*YOUR INSTRUCTIONS*
Render the records below as a JSON list of strings, one string per line, leaving out blank lines. Start at the line that contains "shoe in the photo above." and continue through the last line of the records.

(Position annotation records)
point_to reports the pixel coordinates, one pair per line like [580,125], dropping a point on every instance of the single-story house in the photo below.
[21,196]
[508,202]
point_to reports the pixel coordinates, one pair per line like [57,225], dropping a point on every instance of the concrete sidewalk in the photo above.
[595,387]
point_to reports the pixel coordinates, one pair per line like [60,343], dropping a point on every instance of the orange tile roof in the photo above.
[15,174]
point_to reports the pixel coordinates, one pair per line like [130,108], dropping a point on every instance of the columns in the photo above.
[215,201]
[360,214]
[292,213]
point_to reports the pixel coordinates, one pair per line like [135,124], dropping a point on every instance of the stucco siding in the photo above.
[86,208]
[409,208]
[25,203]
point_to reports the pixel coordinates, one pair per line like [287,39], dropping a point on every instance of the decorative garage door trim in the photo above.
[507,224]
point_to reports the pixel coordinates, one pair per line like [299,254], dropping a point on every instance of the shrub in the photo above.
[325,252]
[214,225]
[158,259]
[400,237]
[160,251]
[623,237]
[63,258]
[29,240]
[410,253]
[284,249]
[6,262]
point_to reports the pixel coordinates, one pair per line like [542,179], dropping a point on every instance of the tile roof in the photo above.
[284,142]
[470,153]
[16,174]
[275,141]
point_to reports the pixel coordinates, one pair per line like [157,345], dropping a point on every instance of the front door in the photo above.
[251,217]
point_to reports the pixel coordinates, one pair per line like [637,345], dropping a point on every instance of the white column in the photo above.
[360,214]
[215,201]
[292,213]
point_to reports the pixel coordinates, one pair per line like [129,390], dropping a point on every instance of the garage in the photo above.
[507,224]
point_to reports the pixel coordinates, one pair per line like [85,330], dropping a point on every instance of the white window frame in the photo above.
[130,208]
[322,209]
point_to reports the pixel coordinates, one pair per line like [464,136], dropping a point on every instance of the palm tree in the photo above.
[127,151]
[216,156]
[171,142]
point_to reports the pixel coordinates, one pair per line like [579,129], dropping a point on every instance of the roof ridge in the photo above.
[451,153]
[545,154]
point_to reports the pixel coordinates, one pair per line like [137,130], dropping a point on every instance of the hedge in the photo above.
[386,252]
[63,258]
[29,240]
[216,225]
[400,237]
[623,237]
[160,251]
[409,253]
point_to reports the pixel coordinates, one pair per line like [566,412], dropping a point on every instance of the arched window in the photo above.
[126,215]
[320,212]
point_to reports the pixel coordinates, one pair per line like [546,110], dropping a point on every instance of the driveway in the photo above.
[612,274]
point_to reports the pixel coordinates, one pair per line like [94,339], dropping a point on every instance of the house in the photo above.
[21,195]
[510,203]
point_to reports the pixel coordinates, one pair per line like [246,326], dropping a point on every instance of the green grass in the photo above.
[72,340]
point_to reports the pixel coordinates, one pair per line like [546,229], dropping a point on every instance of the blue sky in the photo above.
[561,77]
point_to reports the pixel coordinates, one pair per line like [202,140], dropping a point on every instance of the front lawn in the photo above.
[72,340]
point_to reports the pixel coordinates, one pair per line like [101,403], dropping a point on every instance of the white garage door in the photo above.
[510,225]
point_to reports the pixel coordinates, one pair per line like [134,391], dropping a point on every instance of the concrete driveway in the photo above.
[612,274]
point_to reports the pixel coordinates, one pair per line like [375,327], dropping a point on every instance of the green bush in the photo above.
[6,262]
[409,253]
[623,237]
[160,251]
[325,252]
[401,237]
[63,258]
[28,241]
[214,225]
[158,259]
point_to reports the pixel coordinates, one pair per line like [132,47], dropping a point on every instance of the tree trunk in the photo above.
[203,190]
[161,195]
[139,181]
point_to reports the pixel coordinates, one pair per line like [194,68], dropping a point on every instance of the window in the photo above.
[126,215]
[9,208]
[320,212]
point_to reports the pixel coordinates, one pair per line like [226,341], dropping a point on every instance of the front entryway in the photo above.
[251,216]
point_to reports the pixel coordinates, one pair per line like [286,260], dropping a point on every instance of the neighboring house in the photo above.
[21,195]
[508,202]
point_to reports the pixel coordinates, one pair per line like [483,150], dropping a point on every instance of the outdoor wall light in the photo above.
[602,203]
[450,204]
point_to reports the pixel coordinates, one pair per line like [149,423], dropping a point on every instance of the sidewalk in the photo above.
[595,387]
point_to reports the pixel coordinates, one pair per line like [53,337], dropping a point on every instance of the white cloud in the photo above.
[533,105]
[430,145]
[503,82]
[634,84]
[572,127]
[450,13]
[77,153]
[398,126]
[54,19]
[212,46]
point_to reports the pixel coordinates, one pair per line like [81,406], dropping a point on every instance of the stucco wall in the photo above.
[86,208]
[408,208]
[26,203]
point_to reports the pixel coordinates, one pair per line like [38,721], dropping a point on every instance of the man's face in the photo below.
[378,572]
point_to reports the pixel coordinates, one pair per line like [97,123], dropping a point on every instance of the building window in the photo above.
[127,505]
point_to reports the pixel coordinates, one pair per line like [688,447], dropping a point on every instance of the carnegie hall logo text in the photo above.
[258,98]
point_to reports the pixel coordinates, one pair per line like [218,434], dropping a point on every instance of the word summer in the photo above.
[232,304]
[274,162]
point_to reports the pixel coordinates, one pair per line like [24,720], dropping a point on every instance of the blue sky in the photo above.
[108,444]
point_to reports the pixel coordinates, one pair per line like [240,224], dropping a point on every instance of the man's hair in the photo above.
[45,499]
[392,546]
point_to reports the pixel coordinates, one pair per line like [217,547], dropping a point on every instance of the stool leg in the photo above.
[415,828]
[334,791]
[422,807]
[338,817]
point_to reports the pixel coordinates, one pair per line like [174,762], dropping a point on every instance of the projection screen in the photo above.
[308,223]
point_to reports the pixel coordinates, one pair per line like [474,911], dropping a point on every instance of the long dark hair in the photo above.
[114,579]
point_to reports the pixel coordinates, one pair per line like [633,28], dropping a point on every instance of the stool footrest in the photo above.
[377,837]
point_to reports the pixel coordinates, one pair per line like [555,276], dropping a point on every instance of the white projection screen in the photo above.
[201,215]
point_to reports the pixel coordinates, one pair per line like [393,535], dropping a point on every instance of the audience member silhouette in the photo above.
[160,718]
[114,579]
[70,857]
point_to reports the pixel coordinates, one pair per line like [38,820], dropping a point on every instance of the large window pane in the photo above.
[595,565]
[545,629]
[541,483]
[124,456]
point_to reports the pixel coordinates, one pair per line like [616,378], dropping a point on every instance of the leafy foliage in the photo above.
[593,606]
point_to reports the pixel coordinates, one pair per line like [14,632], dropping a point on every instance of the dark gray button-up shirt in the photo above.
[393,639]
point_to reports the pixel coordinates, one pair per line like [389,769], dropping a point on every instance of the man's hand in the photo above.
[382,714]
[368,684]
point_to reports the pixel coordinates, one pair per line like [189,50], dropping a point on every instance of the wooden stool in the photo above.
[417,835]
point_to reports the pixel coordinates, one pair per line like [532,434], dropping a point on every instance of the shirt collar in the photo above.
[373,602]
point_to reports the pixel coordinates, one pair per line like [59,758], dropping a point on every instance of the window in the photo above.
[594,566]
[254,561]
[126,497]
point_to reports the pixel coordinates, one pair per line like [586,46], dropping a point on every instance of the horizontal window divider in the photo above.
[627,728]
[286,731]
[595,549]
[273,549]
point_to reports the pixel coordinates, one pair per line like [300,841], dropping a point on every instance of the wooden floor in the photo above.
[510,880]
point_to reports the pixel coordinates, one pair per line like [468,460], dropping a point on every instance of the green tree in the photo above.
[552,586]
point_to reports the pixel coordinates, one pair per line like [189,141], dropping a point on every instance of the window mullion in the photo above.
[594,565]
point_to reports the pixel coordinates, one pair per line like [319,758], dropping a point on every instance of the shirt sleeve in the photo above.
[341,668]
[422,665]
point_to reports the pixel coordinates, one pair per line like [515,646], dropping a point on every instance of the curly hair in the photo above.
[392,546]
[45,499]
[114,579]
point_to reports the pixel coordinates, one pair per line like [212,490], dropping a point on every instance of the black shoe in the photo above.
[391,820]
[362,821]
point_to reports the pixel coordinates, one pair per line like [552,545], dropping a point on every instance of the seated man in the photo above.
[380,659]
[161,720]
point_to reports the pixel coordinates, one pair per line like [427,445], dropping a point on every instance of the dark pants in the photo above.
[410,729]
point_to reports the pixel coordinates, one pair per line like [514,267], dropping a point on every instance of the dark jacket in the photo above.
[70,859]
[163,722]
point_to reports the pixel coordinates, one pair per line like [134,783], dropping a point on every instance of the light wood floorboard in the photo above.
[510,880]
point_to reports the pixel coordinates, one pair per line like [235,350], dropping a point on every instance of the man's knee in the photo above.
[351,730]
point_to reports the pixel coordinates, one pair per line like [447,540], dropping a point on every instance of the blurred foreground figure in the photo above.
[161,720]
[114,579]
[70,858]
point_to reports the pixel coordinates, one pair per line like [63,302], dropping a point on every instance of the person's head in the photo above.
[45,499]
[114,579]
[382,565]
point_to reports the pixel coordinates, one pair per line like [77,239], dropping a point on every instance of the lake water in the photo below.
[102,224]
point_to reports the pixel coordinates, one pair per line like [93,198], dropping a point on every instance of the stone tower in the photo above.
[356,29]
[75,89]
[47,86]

*EXERCISE OUTPUT*
[
  "point_to reports the pixel coordinates, one pair per line like [212,490], dropping a point on every instance of the black shoe in the photo above.",
  "[391,820]",
  "[362,821]",
  "point_to reports the pixel coordinates, one pair per line like [552,545], dropping a point on every instance of the seated man in the photo above.",
  "[380,659]",
  "[161,720]",
  "point_to reports the pixel coordinates, one pair per line like [427,445], dropping a point on every instance of the dark pants in the photo above.",
  "[410,729]",
  "point_to reports the pixel coordinates, one pair per line like [514,267], dropping a point on every instance of the dark jacket in the photo above.",
  "[70,859]",
  "[163,722]",
  "point_to reports the pixel coordinates, one pair per line like [134,783], dropping a point on every instance of the light wood floorboard in the photo above.",
  "[510,880]",
  "point_to reports the pixel coordinates, one pair per line like [235,350], dropping a point on every instance of the man's knee in the photo above.",
  "[351,730]",
  "point_to reports the pixel coordinates, one pair per line like [447,540], dropping a point on every instance of the blurred foreground figure in the photo above.",
  "[161,720]",
  "[114,579]",
  "[70,858]",
  "point_to reports the pixel coordinates, one pair per line like [63,302], dropping a point on every instance of the person's head in the photo above.",
  "[45,499]",
  "[114,579]",
  "[382,565]",
  "point_to reports the pixel coordinates, one pair per line like [77,239], dropping a point on every instance of the lake water in the photo below.",
  "[102,224]",
  "point_to reports the pixel coordinates, one pair per line like [93,198], dropping a point on every instance of the stone tower in the photo above.",
  "[356,29]",
  "[75,89]",
  "[47,86]"
]